Data excerpts>

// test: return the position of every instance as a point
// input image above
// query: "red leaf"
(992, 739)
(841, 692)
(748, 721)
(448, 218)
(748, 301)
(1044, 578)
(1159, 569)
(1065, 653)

Task requirements>
Render the records above as a Markdown table with two columns, Row and Text. Number each line in Row and omit any blank lines.

The response>
| Row | Text |
|---|---|
| 1 | // test: return the position of every instance as a point |
| 2 | // input image above |
| 3 | // query: "red leaf" |
| 4 | (992, 739) |
| 5 | (841, 692) |
| 6 | (748, 721) |
| 7 | (448, 218) |
| 8 | (748, 301) |
| 9 | (1044, 578) |
| 10 | (1159, 569) |
| 11 | (1065, 653) |